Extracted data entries
* begin *
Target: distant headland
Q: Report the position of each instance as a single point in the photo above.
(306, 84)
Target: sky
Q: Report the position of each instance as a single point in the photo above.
* end *
PROBLEM DETAILS >>
Rewrite every line of the data above, switching "Target" to "Object" wherever it occurs and leaving everything else unchanged.

RESULT >>
Object: distant headland
Q: Report the position of each instance as a single point in the photo above.
(306, 84)
Object: sky
Q: Report the position of each instance as a single point in the photo above.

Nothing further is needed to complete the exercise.